WHAT THE EXERCISE ASKS:
Set down every entry exactly as it was written.
===== PROVIDED DATA =====
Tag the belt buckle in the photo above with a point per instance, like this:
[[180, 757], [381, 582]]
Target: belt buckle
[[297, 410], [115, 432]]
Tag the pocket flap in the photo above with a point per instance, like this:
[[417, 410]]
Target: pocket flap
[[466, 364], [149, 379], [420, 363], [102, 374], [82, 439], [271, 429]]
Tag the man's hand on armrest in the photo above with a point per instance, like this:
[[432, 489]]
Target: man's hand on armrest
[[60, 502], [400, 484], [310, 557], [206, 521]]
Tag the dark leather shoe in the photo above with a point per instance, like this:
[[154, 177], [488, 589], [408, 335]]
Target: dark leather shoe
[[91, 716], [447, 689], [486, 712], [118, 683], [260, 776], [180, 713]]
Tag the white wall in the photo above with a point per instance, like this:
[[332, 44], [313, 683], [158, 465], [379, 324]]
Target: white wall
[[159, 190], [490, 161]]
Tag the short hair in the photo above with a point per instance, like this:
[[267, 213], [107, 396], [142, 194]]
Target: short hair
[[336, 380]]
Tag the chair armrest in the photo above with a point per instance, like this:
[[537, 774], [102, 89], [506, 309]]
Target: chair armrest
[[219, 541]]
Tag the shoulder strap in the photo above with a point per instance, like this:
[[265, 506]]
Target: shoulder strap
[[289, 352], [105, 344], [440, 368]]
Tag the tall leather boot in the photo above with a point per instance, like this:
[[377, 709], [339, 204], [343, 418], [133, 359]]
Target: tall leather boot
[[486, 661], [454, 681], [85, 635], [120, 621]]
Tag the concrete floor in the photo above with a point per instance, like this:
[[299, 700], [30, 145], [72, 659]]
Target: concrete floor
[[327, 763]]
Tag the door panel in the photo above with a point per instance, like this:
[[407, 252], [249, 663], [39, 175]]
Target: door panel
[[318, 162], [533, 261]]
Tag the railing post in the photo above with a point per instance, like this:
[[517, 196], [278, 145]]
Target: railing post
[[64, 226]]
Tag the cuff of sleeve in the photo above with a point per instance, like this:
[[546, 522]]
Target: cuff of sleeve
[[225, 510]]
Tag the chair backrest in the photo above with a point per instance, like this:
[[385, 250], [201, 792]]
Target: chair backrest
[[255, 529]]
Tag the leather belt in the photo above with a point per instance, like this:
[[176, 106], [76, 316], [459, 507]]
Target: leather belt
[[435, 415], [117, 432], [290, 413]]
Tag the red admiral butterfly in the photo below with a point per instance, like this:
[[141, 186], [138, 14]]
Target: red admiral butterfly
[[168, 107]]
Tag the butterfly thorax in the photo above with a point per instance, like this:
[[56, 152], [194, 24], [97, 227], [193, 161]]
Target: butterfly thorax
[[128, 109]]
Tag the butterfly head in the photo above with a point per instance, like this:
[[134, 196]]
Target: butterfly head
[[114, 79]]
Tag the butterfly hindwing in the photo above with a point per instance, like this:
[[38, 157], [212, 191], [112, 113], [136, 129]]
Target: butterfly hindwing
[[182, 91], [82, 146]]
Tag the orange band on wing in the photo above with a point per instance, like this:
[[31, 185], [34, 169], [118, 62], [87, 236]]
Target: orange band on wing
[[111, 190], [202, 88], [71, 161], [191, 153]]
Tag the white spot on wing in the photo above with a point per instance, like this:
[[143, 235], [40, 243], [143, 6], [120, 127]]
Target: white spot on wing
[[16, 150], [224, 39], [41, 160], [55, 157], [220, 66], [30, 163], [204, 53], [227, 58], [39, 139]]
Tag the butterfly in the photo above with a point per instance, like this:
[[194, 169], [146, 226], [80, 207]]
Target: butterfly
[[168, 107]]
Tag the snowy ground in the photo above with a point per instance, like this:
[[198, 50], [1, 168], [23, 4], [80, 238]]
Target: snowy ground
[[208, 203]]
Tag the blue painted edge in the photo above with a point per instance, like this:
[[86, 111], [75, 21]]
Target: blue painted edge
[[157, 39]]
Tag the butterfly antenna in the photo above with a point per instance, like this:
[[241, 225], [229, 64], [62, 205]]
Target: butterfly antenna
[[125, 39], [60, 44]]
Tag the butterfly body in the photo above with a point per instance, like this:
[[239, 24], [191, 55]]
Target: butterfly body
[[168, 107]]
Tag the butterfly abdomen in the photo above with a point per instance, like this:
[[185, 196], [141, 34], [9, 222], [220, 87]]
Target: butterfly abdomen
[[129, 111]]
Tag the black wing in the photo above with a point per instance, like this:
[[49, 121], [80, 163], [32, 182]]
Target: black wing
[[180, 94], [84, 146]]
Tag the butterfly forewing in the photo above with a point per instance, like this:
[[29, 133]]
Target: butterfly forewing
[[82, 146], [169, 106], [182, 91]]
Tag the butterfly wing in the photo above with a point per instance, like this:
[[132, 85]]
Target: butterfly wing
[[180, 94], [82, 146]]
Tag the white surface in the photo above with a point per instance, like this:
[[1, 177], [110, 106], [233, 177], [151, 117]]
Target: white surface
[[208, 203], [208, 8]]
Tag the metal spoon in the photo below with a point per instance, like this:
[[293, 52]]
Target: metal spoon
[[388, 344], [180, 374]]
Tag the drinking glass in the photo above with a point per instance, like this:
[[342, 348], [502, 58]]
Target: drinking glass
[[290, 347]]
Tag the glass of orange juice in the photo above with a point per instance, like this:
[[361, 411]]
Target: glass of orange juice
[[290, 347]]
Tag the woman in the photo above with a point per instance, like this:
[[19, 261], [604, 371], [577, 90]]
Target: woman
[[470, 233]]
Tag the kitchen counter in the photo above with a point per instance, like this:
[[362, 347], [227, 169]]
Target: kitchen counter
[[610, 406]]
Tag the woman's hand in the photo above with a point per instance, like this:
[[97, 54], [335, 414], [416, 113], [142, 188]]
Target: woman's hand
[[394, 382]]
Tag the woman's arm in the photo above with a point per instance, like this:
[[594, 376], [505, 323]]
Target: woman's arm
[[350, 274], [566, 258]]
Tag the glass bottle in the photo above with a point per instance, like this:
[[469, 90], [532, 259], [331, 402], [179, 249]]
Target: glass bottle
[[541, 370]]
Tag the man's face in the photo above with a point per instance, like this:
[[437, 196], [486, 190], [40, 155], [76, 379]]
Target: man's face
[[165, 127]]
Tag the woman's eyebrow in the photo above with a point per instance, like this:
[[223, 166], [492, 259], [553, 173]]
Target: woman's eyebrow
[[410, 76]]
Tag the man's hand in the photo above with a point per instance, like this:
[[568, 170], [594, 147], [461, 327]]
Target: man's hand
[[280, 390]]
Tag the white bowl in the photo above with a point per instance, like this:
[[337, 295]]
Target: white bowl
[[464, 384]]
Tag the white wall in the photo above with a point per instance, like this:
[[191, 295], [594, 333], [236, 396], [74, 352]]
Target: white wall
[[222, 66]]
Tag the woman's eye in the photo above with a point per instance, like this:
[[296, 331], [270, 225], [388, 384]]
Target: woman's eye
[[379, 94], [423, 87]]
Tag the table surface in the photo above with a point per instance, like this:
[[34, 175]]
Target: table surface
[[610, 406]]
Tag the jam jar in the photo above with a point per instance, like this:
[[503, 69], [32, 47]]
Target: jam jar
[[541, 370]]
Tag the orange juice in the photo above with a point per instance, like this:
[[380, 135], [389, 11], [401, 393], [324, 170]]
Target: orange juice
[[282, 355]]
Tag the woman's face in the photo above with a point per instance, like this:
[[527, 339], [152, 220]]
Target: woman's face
=====
TASK RESULT:
Tag the belt buckle in the photo above with a point per instance, like this:
[[180, 757], [381, 582]]
Target: belt buckle
[[297, 410], [115, 432]]
Tag the pocket flap in the photo above with a point per instance, like this:
[[417, 410]]
Target: pocket flap
[[466, 364], [149, 379], [420, 363], [102, 374], [82, 439], [271, 429]]
Tag the man's hand on armrest in the photo above with a point per instance, like this:
[[432, 489]]
Target: man's hand on armrest
[[60, 502], [400, 484], [310, 557], [206, 521]]
Tag the dark leather shoe in the photo above with a point per instance, like this:
[[154, 177], [488, 589], [408, 335]]
Target: dark leather shoe
[[91, 716], [447, 689], [486, 712], [118, 683], [260, 776], [180, 713]]
Tag the white wall in the photo above with a point per instance, like this:
[[332, 44], [313, 683], [158, 465], [379, 324]]
Target: white wall
[[159, 190], [490, 161]]
Tag the short hair in the photo above with a point per instance, like this:
[[267, 213], [107, 396], [142, 194]]
Target: short hair
[[336, 380]]
Tag the chair armrest in the photo above with a point per instance, like this:
[[537, 774], [102, 89], [506, 309]]
Target: chair armrest
[[219, 541]]
Tag the shoulder strap in the photo above with a point per instance, like this:
[[265, 506]]
Target: shoulder strap
[[289, 352], [105, 344], [440, 368]]
Tag the tall leather boot in the photo above with a point per instance, like this:
[[377, 709], [339, 204], [343, 418], [133, 359]]
Target: tall leather boot
[[486, 661], [454, 681], [85, 635], [120, 621]]
Tag the concrete floor in the photo above with a point per instance, like this:
[[299, 700], [30, 145], [72, 659]]
Target: concrete floor
[[327, 763]]
Tag the door panel in the photo above with a point per instance, like this:
[[407, 252], [249, 663], [39, 175]]
Target: door panel
[[318, 162], [533, 261]]
Tag the railing post in the photo above with a point per instance, like this:
[[517, 196], [278, 145]]
Target: railing post
[[64, 226]]
Tag the cuff of sleeve in the photo above with a point per instance, like this:
[[546, 522]]
Target: cuff of sleeve
[[225, 510]]
Tag the chair backrest in the photo above with a point per instance, like this:
[[385, 250], [201, 792]]
Target: chair backrest
[[255, 529]]
Tag the leather belt in the photo above with a point per instance, like this:
[[176, 106], [76, 316], [459, 507]]
Target: leather belt
[[435, 415], [117, 432], [290, 413]]
Tag the red admiral butterfly in the photo below with a point per instance, like this:
[[141, 186], [138, 14]]
Target: red admiral butterfly
[[168, 107]]
Tag the butterfly thorax in the photo above with a point per instance, like this:
[[56, 152], [194, 24], [97, 227], [193, 161]]
Target: butterfly thorax
[[128, 109]]
Tag the butterfly head in the photo above with a point per instance, like this:
[[134, 196]]
Target: butterfly head
[[114, 79]]
Tag the butterfly hindwing in the photo above with a point per instance, like this:
[[38, 157], [212, 191], [112, 113], [136, 129]]
Target: butterfly hindwing
[[182, 91], [82, 146]]
Tag the orange band on wing in the photo above with a point per instance, like this:
[[31, 185], [34, 169], [118, 62], [87, 236]]
Target: orange band on wing
[[111, 190], [202, 88], [71, 161], [191, 153]]
Tag the white spot on wing in the photo above with a point per instance, like this:
[[143, 235], [40, 243], [143, 6], [120, 127]]
Target: white spot on wing
[[16, 150], [224, 39], [41, 160], [55, 157], [220, 66], [30, 163], [204, 53], [227, 58], [39, 139]]
Tag the butterfly in the photo above with a point per instance, like this:
[[194, 169], [146, 226], [80, 207]]
Target: butterfly
[[168, 107]]
Tag the snowy ground in the photo above with a point per instance, like this:
[[198, 50], [1, 168], [23, 4], [80, 238]]
Target: snowy ground
[[208, 203]]
Tag the blue painted edge in the photo above with a point per instance, like this:
[[86, 111], [75, 21]]
Target: blue painted edge
[[157, 39]]
Tag the butterfly antenna in the photo above with a point per instance, like this:
[[241, 225], [229, 64], [62, 205]]
Target: butterfly antenna
[[125, 39], [60, 44]]
Tag the butterfly body in the photo above with a point per instance, like this:
[[239, 24], [191, 55]]
Target: butterfly body
[[168, 107]]
Tag the butterfly abdomen in the photo above with a point per instance, like this:
[[185, 196], [141, 34], [9, 222], [220, 87]]
Target: butterfly abdomen
[[129, 111]]
Tag the black wing in the photo above with a point per instance, like this:
[[49, 121], [80, 163], [32, 182]]
Target: black wing
[[180, 94], [84, 146]]
Tag the butterfly forewing in the photo above with a point per instance, like this:
[[29, 133]]
Target: butterfly forewing
[[82, 146], [169, 106], [182, 91]]
Tag the butterfly wing in the photo above with a point per instance, like this:
[[132, 85]]
Target: butterfly wing
[[180, 94], [82, 146]]
Tag the white surface in the photo above with a point per instance, like this:
[[1, 177], [110, 106], [233, 177], [151, 117]]
Target: white surface
[[208, 203], [208, 8]]
Tag the metal spoon in the photo below with a point per instance, like this:
[[293, 52]]
Target: metal spoon
[[388, 344], [180, 374]]
Tag the drinking glass in the photo above with a point per instance, like this:
[[342, 348], [502, 58]]
Target: drinking glass
[[290, 347]]
Tag the glass of orange juice in the photo above with a point per instance, like this:
[[361, 411]]
Target: glass of orange juice
[[290, 347]]
Tag the woman in the photo above with a point per instance, like this:
[[19, 261], [604, 371], [577, 90]]
Target: woman
[[470, 233]]
Tag the kitchen counter in the photo above with a point per instance, like this:
[[362, 347], [227, 169]]
Target: kitchen counter
[[610, 406]]
Tag the woman's hand in the photo above with a point per instance, like this:
[[97, 54], [335, 414], [416, 113], [142, 188]]
Target: woman's hand
[[394, 382]]
Tag the woman's arm in the photo above with a point per instance, like this:
[[594, 376], [505, 323]]
Target: woman's arm
[[350, 274], [566, 258]]
Tag the glass bottle in the photo above with a point per instance, like this:
[[469, 90], [532, 259], [331, 402], [179, 249]]
Target: glass bottle
[[541, 370]]
Tag the man's face in the photo above with a point per instance, like this:
[[437, 196], [486, 190], [40, 155], [76, 379]]
Target: man's face
[[165, 127]]
Tag the woman's eyebrow in the photo above with a point per instance, like this:
[[223, 166], [492, 259], [553, 173]]
Target: woman's eyebrow
[[410, 76]]
Tag the man's hand in the photo above with a point per instance, like this:
[[568, 170], [594, 147], [461, 327]]
Target: man's hand
[[280, 390]]
Tag the white bowl in the photo above with a point per instance, like this:
[[337, 295]]
Target: white bowl
[[464, 384]]
Tag the white wall in the photo above with a point per instance, like this:
[[191, 295], [594, 333], [236, 396], [74, 352]]
Target: white wall
[[222, 66]]
Tag the woman's eye in the photo above with a point per instance, like this:
[[296, 331], [270, 225], [388, 384]]
Target: woman's eye
[[379, 94], [423, 87]]
Tag the table surface in the photo above with a point per instance, like this:
[[34, 175]]
Target: table surface
[[610, 406]]
Tag the jam jar in the photo above with a point per instance, like this:
[[503, 69], [32, 47]]
Target: jam jar
[[541, 370]]
Tag the orange juice in the photo above with a point per instance, like this:
[[380, 135], [389, 11], [401, 393], [324, 170]]
Target: orange juice
[[282, 355]]
Tag the woman's face in the photo above with a point per instance, like this:
[[527, 339], [152, 220]]
Target: woman's face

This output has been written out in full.